-- Requirement --
According to the forum thread on MSI-X vectors, how many bits does each vector take to store its full address and data payload?

-- Document section --
################
On Fri, 14 Mar 2025 14:52:47 +0000, Scott Lurndal wrote:
mitchalsup@aol.com (MitchAlsup1) writes:
On Thu, 13 Mar 2025 23:34:22 +0000, Scott Lurndal wrote:
>
mitchalsup@aol.com (MitchAlsup1) writes:
On Thu, 13 Mar 2025 21:14:08 +0000, Scott Lurndal wrote:
>
mitchalsup@aol.com (MitchAlsup1) writes:
On Thu, 13 Mar 2025 18:34:32 +0000, Scott Lurndal wrote:
>
>
Most modern devices advertise the MSI-X capability instead.
>
And why not:: its just a few more flip-flops and almost no more
sequencing logic.
>
I've seen several devices with more than 200 MSI-X vectors;
thats 96 bits per vector to store a full 64-bit address and
32-bit data payload.
>
At this point, with 200+ entries, flip-flops are not recommended,
instead these would be placed in a RAM of some sort. Since RAMs
come in 1KB and 2KB quanta; we have 1 of 2K and 1 of 1K and we
have 256 said message containers, with 1 cycle access (after
you get to that corner of some chip).
>
That is 200 _per function_. Consider a physical function that
supports the SRIOV capability and configures 2048 virtual
functions. So that's 2049 * 200 MSI-X vectors just for one
device. It's not unusual. These vectors are, of course,
stored on the device itself. Mostly in RAMs.
We CPU guys deal with dozens of cores, each having 2×64KB L1 caches,
a 256KB-1024KB L2 cache, and have that dozen cores share a 16MB L3
cache. This means the chip contains 26,624 1KB SRAM macros.
In the above you are complaining that the I/O device can only afford
a few of these, whereas we CPU guys count then in the thousands
(and approaching 100's of thousands.)
You can forgive me when the device guys shudder at the thought of
a dozen 1K SRAM macros as "expensive".....and I don't see their
plight immediately.
>
In My 66000, said device can place those value-holding containers
in actual DRAM should it want to punt the storage.
>
Any device can do that today if it is designed to do so. But that
requires an additional DMA operation to send an MSI-X interrupt;
the device must first read the address and data fields from
host dram (as configured by the device driver) before building
the inbound memory write TLP that gets sent from the device to
the root port.
################
-- Entries supplied --
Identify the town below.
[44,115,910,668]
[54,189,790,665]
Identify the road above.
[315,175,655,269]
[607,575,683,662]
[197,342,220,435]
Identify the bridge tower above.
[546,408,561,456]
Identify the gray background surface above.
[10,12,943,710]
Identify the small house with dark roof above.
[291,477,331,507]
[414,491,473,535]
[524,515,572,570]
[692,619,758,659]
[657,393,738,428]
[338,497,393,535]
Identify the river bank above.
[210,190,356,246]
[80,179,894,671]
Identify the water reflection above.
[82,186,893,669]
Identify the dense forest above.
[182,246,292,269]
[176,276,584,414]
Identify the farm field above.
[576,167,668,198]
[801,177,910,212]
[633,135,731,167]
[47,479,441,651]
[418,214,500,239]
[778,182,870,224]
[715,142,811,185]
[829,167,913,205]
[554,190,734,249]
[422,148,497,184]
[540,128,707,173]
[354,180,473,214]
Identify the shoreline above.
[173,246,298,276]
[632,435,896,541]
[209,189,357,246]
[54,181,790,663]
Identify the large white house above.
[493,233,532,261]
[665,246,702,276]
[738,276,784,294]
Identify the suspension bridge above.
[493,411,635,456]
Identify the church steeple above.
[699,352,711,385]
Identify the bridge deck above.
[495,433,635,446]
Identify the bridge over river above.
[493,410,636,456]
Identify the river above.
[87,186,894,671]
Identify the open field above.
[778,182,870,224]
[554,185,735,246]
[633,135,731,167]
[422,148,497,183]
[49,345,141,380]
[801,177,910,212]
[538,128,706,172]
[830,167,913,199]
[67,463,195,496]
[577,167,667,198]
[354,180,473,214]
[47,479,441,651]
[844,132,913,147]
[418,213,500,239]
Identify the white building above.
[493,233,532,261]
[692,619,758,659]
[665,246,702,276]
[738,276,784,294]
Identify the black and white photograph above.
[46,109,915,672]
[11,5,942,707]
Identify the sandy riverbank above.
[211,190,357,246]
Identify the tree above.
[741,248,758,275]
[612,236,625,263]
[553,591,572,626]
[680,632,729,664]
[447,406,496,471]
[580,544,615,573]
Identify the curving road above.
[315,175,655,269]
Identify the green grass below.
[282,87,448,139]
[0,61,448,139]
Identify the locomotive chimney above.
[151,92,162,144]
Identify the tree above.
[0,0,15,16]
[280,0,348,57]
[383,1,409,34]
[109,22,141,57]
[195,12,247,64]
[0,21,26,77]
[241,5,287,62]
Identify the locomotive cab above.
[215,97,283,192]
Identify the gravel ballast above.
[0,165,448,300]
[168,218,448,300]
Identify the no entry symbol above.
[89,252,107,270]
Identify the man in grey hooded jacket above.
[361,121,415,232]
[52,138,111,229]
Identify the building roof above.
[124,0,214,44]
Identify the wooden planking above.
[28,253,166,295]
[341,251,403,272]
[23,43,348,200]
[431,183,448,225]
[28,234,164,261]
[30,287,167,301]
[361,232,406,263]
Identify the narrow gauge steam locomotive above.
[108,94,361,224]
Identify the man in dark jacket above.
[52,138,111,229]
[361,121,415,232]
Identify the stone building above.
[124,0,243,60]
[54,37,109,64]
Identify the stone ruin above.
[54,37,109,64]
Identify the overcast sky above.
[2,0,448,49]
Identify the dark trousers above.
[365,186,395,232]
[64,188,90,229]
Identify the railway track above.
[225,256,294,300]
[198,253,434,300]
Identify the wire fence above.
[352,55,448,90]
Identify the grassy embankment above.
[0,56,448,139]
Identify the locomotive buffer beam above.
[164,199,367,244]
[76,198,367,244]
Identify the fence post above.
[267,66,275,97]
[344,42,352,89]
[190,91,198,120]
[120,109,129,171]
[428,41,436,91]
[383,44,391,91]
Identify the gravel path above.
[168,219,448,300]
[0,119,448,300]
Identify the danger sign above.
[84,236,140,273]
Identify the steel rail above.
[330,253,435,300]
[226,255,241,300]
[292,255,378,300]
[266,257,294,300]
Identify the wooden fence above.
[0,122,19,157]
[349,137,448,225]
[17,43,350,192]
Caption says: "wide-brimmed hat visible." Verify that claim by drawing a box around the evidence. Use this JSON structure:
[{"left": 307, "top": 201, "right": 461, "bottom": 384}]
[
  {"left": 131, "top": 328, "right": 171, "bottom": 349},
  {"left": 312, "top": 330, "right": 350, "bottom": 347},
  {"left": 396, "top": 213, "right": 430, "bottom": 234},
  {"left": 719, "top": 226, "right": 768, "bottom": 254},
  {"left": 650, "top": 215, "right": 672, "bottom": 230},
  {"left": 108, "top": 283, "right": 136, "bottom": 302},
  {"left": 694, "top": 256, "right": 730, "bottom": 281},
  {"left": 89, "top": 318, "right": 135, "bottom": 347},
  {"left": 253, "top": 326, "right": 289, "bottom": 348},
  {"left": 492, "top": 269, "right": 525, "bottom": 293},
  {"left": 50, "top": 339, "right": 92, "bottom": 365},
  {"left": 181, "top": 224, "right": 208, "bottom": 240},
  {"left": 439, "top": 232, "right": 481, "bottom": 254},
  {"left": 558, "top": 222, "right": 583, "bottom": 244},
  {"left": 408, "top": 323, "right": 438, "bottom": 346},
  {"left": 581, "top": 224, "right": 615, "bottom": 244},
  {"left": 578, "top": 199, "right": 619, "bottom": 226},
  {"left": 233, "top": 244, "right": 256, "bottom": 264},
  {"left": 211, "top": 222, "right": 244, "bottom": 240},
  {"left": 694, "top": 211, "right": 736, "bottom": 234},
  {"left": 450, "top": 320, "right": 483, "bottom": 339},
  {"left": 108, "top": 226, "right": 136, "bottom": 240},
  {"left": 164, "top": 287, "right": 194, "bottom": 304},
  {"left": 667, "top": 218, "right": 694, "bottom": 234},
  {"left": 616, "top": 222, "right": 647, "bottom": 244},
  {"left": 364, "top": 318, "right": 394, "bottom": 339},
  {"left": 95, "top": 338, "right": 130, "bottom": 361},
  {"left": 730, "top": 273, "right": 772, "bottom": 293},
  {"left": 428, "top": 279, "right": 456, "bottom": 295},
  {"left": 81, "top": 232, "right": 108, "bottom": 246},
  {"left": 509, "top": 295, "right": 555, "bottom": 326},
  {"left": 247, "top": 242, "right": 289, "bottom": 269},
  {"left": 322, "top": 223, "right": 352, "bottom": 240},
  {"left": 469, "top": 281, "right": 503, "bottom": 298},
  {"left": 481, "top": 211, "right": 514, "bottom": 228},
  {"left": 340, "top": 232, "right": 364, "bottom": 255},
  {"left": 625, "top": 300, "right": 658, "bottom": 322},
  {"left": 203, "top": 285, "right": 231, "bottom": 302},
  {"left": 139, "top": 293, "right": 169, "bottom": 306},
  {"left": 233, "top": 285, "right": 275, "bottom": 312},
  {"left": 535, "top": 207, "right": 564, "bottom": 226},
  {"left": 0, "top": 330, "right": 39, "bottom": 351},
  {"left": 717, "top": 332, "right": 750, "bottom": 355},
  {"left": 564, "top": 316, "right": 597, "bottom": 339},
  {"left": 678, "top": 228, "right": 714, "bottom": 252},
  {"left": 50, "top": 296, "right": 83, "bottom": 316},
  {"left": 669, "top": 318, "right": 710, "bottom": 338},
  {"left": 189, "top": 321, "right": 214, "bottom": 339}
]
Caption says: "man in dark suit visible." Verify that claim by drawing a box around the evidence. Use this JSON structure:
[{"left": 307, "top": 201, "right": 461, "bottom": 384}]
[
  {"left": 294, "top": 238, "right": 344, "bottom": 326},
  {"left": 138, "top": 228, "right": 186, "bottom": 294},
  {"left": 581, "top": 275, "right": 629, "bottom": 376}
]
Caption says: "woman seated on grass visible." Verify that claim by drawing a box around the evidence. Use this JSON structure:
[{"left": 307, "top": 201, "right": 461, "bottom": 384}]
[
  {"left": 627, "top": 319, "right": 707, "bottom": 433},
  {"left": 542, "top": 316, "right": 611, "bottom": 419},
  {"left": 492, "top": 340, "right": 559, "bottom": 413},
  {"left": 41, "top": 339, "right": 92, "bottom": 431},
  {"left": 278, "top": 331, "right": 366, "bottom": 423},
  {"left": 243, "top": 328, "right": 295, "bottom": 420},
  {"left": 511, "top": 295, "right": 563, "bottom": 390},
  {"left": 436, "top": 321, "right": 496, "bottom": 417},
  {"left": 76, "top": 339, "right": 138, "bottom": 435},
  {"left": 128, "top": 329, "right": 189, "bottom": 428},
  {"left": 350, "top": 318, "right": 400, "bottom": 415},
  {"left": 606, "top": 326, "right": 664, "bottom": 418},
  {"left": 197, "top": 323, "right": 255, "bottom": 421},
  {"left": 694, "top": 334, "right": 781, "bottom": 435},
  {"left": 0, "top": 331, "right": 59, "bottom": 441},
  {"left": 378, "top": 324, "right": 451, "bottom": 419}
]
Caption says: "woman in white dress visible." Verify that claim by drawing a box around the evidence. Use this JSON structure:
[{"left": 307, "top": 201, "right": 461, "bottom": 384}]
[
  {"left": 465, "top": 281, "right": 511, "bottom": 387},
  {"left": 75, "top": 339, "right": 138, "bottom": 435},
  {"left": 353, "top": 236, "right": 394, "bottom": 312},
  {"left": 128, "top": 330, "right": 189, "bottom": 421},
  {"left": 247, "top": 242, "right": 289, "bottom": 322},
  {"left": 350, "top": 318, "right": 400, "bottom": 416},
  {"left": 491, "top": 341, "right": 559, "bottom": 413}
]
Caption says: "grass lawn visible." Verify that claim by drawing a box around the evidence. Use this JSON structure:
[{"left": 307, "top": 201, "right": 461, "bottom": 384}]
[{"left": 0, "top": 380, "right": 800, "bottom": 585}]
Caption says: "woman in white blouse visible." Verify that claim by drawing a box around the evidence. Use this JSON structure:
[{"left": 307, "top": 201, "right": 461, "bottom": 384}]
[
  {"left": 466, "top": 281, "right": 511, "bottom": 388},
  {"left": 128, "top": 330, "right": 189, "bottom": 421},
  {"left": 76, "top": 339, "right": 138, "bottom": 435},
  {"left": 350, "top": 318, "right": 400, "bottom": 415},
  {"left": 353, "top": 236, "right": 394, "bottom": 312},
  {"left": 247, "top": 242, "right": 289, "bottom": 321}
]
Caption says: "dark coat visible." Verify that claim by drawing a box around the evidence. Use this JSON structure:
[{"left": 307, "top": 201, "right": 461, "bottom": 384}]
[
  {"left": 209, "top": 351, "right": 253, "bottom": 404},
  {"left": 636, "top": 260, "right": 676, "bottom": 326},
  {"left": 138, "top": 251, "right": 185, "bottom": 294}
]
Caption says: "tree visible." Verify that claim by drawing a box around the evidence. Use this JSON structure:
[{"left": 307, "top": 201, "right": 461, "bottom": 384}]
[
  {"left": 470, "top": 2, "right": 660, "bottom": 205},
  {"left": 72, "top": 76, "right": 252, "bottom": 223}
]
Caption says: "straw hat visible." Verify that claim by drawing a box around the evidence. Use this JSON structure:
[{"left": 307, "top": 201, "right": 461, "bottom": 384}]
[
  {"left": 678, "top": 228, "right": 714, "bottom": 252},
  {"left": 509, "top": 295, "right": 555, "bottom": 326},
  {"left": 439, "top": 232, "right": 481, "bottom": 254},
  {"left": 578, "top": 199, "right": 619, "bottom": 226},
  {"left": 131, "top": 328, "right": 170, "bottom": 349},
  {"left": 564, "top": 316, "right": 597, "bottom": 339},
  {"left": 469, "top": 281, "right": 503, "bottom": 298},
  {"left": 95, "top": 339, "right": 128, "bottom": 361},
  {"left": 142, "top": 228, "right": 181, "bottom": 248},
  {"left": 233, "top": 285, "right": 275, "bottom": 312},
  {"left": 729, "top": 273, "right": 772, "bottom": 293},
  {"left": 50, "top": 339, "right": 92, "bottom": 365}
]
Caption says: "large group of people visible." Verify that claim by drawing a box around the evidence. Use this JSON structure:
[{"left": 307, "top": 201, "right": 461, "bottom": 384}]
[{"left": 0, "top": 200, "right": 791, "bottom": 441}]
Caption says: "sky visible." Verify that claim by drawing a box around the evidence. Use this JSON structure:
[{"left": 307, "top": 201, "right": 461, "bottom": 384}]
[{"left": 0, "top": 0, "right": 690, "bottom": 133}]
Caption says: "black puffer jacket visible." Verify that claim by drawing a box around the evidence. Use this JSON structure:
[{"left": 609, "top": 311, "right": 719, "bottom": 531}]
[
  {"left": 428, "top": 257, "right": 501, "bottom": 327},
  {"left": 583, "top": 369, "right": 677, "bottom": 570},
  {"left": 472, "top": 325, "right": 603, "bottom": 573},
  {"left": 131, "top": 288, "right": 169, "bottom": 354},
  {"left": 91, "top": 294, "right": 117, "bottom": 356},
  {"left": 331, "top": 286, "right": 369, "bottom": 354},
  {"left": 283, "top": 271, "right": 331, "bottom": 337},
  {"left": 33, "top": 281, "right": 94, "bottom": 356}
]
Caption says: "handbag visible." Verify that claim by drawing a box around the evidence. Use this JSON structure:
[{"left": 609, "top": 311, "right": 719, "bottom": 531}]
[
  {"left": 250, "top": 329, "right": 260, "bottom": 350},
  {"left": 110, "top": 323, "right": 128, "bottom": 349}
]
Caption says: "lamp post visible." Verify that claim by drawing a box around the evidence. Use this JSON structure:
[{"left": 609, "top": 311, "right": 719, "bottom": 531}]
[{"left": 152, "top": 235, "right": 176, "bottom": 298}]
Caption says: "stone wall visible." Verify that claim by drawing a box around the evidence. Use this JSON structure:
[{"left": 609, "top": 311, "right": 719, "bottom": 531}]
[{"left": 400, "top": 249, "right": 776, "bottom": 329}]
################
-- Answer to this problem --
96 bits: a 64-bit address plus a 32-bit data payload.